ARTICLE:

┌────────

2

Trying to get weighted mean for a couple of categories want to use by(df$A,df$B,function(x) weighted.mean(x,df$C)) This doesn't work of course. Is there a way to do this using by() and weighted.mean()

 df= data.frame(A=c(1,4,56,4,3),B=c('hi','gb','hi','gb','yo'),C=c(5,2,4,1,3))

 by(df$A,df$B,function(x) weighted.mean(x,df$C)) #doesn't work

I have a bunch of work arounds but it would so simple if I could just use that format.

talat
  • 68,970
  • 21
  • 126
  • 157
Monal
  • 127
  • 1
  • 6
  • Why should it? `by` applies functions to subsets of a dataset, and you're trying to pass a weight vector that's the length of the original dataframe's number of observations. – Thomas Dec 22 '14 at 19:24
  • Why must you use `by`? This is easy with package plyr (or data.table or dplyr): `library(plyr); ddply(df, .(B), summarise, wm = weighted.mean(A, C))` – Roland Dec 22 '14 at 19:30
  • Another option is `lapply(split(df, df$B), function(x) weighted.mean(x$A, x$C))` since it seems you don't mind a list as output. – talat Dec 22 '14 at 19:47

3 Answers3

4

Here's a simple and efficient solution using data.table

library(data.table)
setDT(df)[, .(WM = weighted.mean(A, C)), B]
#     B       WM
# 1: hi 25.44444
# 2: gb  4.00000
# 3: yo  3.00000

Or using split and apply combination from base R

sapply(split(df, df$B), function(x) weighted.mean(x$A, x$C))
#      gb       hi       yo 
# 4.00000 25.44444  3.00000 

Or

library(dplyr)
df %>%
  group_by(B) %>%
  summarise(WM = weighted.mean(A, C))

└────────

REQUIRED TASK 1: Return the part of the weighted-mean thread between "Trying to get" and "by() and weighted.mean()", inclusive.
REQUIRED TASK 2: In the weighted-mean thread, what weighted mean does the data.table solution give for group hi?
REQUIRED TASK 3: Check each statement against the weighted-mean thread. Answer yes or no, and quote the deciding words. (a) Thomas posted his comment on Dec 22 '14 at 19:24. (b) The asker says there are no workarounds. (c) Roland's comment suggests the plyr package.

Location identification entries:
┌────────

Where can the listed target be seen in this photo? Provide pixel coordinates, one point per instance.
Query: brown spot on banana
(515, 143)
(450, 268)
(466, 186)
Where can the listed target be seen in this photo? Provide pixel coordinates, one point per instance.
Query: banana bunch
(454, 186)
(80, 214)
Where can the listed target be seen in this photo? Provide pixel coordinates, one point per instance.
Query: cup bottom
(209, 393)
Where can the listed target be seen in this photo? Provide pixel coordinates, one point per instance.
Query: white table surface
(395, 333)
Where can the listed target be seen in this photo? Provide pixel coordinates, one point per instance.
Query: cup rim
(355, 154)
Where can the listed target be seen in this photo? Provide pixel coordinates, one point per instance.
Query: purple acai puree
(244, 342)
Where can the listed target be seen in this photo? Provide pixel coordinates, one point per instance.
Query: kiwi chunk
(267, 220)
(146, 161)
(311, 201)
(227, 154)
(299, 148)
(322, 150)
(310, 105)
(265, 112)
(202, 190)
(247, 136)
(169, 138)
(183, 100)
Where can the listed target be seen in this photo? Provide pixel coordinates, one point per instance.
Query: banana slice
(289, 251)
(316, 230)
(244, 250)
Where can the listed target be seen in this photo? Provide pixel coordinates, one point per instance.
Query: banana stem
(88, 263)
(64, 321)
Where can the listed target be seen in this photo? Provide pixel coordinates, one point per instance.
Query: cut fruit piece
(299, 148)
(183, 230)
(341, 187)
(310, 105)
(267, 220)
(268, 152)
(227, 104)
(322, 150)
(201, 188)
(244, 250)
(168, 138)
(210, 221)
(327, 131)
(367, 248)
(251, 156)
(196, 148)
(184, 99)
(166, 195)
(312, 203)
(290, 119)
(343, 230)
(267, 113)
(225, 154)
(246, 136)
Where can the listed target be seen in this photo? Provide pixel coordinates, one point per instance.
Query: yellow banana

└────────

WRITTEN REPLY 1:
Trying to get weighted mean for a couple of categories want to use by(df$A,df$B,function(x) weighted.mean(x,df$C)) This doesn't work of course. Is there a way to do this using by() and weighted.mean()

WRITTEN REPLY 2: 25.44444

WRITTEN REPLY 3:
(a) Yes: "Thomas Dec 22 '14 at 19:24"
(b) No: "I have a bunch of work arounds"
(c) Yes: "This is easy with package plyr"